SSS 2.0


Downloads, Installation and Running SSS: Serial version


The program can be run directly (Windows or mac or unix) or from within Matlab, taking text file inputs and producing summary text file outputs. The serial code is self-contained and can be easily installed; it requires no libraries and has been optimized for speed. A script file interface is available so SSS can be run from a command window as well as from within Matlab. A Java graphical user interface allows SSS to be run as a standalone program and smoothly via a GUI as an option in Matlab (version 7 and higher).


Download the SSS zip archive
This includes all the files, as follows:

-----------------
Executables: modelsearch.exe - main SSS program
modelsummary.exe - helper application
killprocess.exe - helper used with Matlab (Windows only)
modelsearch - MAC OS X 10.5.2 (intel) executable version of modelsearch
modelsearch32 - 32bit linux executable version of modelsearch
modelsummary32 - 32bit linux executable version of modelsummary
modelsummary - MAC OS X 10.5.2 (intel) executable version of modelsummary
modelsearch64 - 64bit linux executable version of modelsearch
modelsummary64 - 64bit linux executable version of modelsummary
-----------------
Java files: sss.jar - java GUI program
AbsoluteLayout.jar - helper Java file
dataframe.jar - helper Java file (non essential)

## ENTRIES SHOWN:

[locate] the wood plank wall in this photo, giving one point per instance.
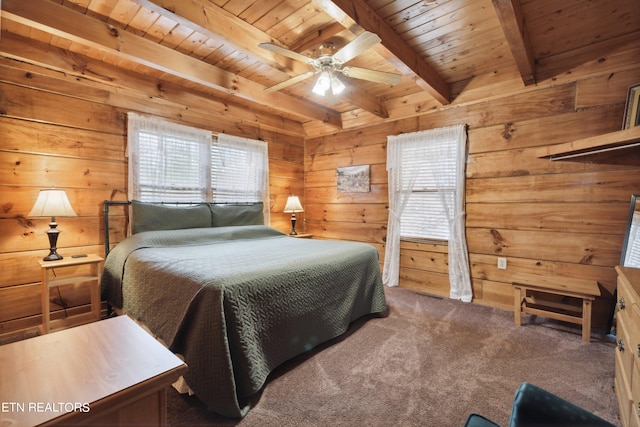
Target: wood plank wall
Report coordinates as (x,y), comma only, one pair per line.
(62,121)
(550,218)
(67,128)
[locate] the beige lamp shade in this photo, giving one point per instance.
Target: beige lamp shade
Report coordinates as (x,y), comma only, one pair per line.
(52,203)
(293,205)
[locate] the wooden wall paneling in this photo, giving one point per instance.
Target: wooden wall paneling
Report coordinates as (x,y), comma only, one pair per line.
(81,147)
(548,218)
(553,129)
(584,217)
(369,213)
(605,89)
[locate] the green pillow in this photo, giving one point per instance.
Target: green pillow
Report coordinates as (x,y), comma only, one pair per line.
(154,216)
(224,215)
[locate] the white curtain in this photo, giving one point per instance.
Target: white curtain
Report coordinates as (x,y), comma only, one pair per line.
(161,156)
(401,184)
(241,171)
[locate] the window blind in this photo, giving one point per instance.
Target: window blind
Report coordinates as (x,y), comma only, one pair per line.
(425,217)
(175,163)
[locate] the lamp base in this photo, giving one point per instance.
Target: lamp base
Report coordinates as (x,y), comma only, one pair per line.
(53,233)
(53,256)
(293,225)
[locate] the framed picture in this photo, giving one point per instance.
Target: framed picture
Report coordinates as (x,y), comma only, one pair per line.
(353,179)
(631,110)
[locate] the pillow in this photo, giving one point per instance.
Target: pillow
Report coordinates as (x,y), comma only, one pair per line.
(224,215)
(153,216)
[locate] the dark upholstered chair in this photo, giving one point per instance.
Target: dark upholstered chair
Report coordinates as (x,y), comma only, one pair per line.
(536,407)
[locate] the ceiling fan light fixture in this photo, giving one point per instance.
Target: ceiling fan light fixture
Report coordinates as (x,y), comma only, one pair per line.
(337,87)
(322,84)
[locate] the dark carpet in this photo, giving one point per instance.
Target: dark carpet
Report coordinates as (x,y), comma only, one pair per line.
(430,362)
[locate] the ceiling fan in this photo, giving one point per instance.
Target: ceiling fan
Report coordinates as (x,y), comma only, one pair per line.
(330,62)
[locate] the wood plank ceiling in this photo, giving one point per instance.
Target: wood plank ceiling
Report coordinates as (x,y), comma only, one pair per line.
(448,51)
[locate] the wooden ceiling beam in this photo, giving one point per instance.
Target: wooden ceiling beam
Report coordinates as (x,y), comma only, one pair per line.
(512,21)
(222,26)
(357,16)
(55,19)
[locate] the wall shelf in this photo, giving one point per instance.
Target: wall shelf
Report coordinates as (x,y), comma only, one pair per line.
(627,139)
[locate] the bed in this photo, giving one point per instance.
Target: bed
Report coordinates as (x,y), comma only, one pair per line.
(235,297)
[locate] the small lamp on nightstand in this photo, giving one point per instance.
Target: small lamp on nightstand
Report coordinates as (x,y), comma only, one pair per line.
(52,203)
(293,205)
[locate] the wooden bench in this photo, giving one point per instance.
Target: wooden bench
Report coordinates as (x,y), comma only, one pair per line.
(586,290)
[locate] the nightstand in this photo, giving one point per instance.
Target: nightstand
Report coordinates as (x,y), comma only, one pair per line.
(302,235)
(79,271)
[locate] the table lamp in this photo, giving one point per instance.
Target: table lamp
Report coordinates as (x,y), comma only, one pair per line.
(293,205)
(52,203)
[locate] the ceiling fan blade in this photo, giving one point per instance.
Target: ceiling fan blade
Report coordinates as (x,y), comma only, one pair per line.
(371,75)
(286,52)
(356,46)
(289,82)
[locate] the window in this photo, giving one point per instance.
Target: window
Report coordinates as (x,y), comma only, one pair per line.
(426,200)
(175,163)
(427,184)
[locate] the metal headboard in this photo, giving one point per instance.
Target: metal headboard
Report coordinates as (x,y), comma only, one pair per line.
(109,203)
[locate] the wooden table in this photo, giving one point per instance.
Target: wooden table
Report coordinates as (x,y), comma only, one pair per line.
(583,289)
(110,372)
(53,275)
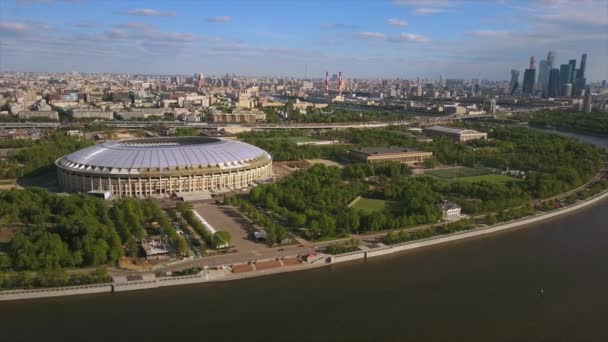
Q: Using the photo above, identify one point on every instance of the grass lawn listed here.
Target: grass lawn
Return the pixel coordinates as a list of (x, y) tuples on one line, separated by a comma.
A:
[(492, 178), (370, 204), (457, 172)]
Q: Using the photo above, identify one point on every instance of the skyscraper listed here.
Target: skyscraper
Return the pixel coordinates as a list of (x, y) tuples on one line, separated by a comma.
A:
[(551, 59), (543, 73), (572, 63), (587, 100), (543, 76), (529, 79), (564, 76), (580, 76), (554, 83), (514, 85)]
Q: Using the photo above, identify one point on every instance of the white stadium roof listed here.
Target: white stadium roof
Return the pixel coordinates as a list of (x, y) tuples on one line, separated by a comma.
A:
[(163, 153)]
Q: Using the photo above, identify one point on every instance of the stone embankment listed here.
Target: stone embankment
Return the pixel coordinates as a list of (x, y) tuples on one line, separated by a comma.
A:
[(150, 281)]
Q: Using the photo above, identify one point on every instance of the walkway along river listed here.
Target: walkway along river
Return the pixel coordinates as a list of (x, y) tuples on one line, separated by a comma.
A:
[(546, 282)]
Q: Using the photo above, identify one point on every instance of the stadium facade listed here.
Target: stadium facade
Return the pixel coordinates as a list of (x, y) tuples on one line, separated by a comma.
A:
[(163, 166)]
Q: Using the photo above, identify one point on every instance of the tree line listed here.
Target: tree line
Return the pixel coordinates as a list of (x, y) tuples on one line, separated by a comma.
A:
[(56, 231)]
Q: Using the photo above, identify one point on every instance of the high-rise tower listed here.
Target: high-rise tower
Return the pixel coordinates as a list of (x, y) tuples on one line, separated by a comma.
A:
[(554, 83), (529, 79), (564, 76), (514, 85), (580, 76), (543, 76)]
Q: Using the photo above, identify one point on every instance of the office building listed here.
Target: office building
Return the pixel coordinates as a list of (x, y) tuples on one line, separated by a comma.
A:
[(529, 79), (580, 76), (543, 77), (514, 85), (455, 134), (89, 113), (554, 83), (564, 76), (379, 155), (587, 100), (572, 76), (39, 114), (567, 90)]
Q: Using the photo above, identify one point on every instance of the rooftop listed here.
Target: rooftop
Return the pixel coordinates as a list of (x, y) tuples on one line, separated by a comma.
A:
[(451, 130), (386, 150), (174, 152)]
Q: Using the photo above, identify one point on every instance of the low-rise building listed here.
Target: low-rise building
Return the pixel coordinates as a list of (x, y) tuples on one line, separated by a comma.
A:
[(141, 114), (455, 134), (45, 114), (238, 116), (450, 211), (377, 155), (89, 113)]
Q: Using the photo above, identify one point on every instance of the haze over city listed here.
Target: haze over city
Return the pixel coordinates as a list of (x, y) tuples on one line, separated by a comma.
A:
[(340, 170), (368, 39)]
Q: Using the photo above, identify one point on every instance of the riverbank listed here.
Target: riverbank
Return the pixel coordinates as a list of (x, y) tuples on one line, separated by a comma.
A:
[(151, 281)]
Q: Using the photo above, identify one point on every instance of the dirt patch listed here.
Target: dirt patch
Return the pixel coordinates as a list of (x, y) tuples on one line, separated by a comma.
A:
[(285, 168)]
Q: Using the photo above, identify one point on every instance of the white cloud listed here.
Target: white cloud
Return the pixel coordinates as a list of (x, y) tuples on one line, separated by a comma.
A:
[(428, 10), (86, 24), (12, 28), (335, 26), (409, 38), (147, 12), (396, 22), (370, 35), (490, 33), (426, 3), (219, 19)]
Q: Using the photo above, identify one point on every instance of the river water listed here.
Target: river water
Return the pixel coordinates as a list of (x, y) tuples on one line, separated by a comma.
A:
[(545, 282)]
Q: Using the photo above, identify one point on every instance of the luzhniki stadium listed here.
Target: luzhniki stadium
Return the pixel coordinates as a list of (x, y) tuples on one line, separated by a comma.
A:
[(164, 166)]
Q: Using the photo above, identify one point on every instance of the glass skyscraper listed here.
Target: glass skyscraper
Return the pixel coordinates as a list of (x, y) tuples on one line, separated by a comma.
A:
[(564, 76), (529, 79), (514, 85), (554, 83)]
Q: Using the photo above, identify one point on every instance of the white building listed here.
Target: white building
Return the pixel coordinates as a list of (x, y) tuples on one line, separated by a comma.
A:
[(450, 211)]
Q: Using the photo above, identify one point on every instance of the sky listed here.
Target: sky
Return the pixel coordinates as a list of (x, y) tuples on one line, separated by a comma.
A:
[(362, 38)]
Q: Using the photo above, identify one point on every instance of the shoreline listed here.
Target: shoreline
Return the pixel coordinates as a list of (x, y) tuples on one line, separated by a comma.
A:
[(150, 281)]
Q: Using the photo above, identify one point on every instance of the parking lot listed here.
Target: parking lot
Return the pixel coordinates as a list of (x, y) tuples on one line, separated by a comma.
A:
[(227, 219)]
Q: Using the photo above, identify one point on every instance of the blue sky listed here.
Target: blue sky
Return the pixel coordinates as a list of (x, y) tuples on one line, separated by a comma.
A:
[(361, 38)]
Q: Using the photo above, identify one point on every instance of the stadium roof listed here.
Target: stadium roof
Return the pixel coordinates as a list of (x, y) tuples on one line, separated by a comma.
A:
[(165, 153)]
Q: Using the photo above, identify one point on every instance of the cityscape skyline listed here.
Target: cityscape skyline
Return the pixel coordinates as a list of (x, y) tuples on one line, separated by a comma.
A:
[(396, 39)]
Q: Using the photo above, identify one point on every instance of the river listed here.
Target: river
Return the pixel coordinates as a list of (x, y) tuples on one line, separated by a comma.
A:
[(545, 282)]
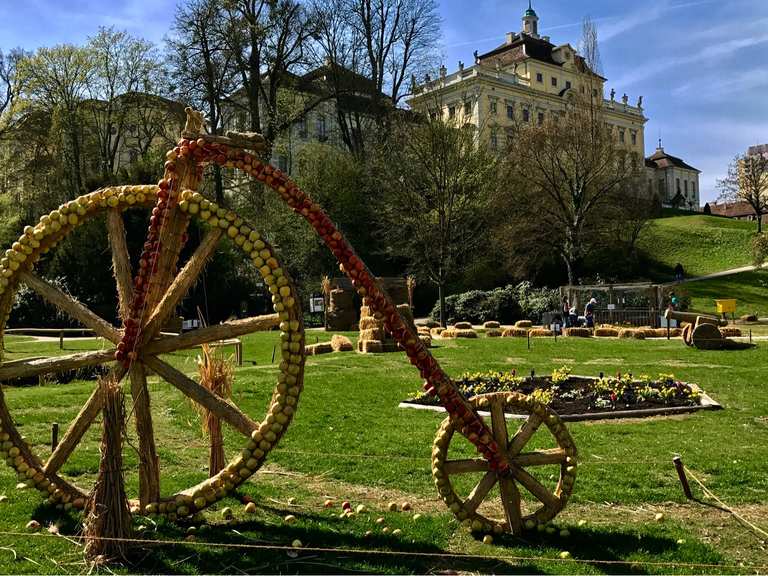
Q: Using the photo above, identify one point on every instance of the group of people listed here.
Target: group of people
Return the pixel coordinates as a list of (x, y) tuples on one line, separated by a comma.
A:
[(572, 320)]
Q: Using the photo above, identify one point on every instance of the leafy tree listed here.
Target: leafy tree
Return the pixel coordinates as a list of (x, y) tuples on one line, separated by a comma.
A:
[(566, 174), (435, 188), (747, 181)]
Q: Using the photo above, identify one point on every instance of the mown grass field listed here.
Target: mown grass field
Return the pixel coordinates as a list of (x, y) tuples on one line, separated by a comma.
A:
[(351, 441), (702, 244)]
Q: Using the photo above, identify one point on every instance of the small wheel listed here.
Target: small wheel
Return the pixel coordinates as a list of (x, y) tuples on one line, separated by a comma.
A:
[(450, 479)]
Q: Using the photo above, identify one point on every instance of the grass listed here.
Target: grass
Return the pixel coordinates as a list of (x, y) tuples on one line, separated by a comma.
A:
[(750, 289), (702, 244), (350, 441)]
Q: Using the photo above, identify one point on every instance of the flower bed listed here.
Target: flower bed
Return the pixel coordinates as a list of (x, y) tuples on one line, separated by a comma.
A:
[(567, 394)]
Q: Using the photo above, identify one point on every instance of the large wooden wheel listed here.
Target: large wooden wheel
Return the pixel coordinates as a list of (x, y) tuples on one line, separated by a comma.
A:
[(17, 267), (476, 509)]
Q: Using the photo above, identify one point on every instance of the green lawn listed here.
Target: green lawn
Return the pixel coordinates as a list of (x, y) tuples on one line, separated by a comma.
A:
[(702, 244), (750, 289), (351, 441)]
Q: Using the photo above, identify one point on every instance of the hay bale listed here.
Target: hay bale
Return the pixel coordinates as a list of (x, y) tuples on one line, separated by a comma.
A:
[(515, 333), (605, 332), (370, 346), (463, 333), (369, 323), (730, 332), (632, 333), (577, 332), (540, 333), (372, 334), (341, 343), (319, 348)]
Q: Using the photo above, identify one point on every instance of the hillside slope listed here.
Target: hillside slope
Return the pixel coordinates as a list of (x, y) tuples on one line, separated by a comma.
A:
[(702, 244)]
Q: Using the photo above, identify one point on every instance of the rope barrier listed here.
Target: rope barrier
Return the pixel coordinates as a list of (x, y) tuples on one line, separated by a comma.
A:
[(396, 553), (725, 507)]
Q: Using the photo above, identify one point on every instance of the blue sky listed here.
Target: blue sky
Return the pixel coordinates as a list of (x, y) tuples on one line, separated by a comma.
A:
[(701, 65)]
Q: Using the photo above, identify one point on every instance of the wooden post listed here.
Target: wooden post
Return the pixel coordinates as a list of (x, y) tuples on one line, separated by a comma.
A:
[(54, 436), (683, 478)]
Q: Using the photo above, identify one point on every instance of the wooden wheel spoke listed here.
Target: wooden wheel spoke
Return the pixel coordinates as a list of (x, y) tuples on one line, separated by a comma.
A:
[(465, 466), (75, 432), (220, 407), (121, 261), (535, 487), (25, 369), (208, 334), (540, 457), (499, 423), (149, 468), (181, 284), (510, 500), (520, 439), (68, 304), (480, 491)]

## EXERCISES TO COMPLETE:
a: Answer these questions from the SSS 2.0 page:
(i) Which Matlab versions can run SSS through a GUI?
(ii) Which helper executable is used with Matlab, and on which operating system only?
(iii) Which Java file is marked as non-essential?
b: List every file that the SSS 2.0 page describes as a Linux executable.
The data above plays no part in this work.

## ANSWERS IN ORDER:
a:
(i) Version 7 and higher
(ii) killprocess.exe, on Windows only
(iii) dataframe.jar

b:
modelsearch32
modelsummary32
modelsearch64
modelsummary64